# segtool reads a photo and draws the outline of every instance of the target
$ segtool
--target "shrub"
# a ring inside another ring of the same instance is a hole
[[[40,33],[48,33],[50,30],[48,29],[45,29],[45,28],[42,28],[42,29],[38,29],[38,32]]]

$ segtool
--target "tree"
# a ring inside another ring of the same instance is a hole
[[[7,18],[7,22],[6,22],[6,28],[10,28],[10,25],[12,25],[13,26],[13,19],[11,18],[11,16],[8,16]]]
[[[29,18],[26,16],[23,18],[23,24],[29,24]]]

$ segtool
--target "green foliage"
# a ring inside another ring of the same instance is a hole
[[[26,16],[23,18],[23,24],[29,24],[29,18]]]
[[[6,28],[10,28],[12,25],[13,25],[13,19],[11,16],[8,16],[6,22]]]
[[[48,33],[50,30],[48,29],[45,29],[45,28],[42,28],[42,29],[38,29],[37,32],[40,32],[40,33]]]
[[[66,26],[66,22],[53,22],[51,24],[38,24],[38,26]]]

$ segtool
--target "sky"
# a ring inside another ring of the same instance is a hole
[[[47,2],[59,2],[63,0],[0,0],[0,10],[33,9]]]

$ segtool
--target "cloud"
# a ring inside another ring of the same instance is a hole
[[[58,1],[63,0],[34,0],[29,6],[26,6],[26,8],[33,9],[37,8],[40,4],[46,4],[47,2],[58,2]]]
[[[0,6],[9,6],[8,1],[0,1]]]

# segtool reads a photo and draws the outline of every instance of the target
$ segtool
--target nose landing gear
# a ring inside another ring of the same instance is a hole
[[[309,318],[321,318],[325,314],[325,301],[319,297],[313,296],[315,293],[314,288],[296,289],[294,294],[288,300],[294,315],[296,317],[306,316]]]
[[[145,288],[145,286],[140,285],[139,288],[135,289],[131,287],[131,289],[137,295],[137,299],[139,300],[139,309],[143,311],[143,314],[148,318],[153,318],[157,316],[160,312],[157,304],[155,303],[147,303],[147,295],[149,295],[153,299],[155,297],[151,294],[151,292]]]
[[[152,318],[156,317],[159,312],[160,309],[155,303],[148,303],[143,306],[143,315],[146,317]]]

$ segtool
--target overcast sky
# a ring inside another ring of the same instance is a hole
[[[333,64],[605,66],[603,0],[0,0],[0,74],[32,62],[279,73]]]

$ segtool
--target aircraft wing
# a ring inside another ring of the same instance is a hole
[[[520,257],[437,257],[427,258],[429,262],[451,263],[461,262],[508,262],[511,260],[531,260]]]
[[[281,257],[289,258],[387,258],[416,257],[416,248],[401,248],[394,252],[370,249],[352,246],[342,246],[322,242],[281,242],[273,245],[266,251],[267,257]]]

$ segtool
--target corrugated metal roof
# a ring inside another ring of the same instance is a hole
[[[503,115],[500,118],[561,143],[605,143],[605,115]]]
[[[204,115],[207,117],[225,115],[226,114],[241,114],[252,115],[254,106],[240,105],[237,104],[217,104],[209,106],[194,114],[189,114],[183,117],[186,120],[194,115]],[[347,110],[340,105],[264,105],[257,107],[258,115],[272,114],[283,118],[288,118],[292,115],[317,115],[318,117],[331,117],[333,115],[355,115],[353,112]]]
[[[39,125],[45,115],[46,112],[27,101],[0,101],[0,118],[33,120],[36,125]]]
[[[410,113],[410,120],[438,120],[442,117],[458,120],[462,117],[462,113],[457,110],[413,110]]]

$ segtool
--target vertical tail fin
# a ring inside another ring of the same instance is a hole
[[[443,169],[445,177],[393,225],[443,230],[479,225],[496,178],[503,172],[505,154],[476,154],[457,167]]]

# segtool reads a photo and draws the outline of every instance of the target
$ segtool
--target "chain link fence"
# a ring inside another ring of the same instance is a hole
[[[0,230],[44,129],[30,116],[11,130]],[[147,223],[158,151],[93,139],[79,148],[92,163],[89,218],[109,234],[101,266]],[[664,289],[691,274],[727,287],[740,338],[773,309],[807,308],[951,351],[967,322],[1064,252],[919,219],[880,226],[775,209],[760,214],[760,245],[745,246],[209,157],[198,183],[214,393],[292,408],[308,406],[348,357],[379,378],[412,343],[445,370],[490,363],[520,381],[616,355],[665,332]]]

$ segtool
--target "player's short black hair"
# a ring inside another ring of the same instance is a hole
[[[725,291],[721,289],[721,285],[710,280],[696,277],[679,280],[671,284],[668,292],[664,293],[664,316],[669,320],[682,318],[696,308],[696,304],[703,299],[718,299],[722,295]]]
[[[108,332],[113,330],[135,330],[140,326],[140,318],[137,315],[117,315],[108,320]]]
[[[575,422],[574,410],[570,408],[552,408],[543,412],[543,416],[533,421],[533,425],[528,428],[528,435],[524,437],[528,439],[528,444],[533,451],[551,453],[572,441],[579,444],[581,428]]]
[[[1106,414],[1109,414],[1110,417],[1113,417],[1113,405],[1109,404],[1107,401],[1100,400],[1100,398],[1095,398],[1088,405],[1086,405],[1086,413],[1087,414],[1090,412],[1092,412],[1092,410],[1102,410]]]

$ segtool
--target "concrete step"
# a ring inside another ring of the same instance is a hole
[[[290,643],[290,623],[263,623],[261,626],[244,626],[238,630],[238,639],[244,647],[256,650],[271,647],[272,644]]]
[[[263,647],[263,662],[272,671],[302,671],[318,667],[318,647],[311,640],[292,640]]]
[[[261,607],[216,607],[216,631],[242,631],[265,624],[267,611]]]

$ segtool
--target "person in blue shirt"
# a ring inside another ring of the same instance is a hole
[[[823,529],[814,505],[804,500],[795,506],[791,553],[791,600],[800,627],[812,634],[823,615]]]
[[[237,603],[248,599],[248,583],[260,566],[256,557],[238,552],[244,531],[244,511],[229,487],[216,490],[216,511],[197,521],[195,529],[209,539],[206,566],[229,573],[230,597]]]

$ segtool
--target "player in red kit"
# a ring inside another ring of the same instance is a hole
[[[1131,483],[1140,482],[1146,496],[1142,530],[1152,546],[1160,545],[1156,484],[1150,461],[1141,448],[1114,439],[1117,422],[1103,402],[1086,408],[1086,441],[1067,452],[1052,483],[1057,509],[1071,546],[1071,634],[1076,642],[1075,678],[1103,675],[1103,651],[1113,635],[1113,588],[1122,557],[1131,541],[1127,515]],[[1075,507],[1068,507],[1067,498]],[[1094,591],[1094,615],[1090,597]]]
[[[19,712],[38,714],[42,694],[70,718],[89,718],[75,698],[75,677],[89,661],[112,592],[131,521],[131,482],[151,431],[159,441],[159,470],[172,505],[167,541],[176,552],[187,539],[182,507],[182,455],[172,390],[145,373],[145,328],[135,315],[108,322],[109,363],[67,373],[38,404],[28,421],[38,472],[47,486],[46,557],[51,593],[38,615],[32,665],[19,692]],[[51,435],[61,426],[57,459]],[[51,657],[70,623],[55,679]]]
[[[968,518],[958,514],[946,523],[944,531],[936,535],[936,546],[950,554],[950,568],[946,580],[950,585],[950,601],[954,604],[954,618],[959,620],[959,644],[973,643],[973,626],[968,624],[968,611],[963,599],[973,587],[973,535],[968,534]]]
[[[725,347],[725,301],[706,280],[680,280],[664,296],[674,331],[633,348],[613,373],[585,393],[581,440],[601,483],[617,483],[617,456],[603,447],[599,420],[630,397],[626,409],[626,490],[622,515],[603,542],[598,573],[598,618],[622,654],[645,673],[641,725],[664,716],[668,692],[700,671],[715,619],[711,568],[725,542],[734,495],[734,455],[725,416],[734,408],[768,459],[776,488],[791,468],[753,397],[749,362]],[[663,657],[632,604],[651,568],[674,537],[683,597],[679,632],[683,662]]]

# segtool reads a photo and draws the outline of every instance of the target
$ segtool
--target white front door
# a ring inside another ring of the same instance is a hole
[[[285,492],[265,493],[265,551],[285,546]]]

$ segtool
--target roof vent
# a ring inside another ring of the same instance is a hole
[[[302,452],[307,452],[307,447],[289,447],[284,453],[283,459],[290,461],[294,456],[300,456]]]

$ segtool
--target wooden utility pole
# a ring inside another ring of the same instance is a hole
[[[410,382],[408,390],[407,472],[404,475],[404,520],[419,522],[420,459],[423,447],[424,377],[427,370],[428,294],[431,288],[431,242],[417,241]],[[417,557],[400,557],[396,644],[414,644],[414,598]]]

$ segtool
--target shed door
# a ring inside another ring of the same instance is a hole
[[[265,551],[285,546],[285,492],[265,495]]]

§

■ WORK TO COMPLETE
Count the lines of the material above that contain the string "player", with uppercase and lowercase treated as distinct, and reply with only that number.

■ PROBLEM SOLUTION
2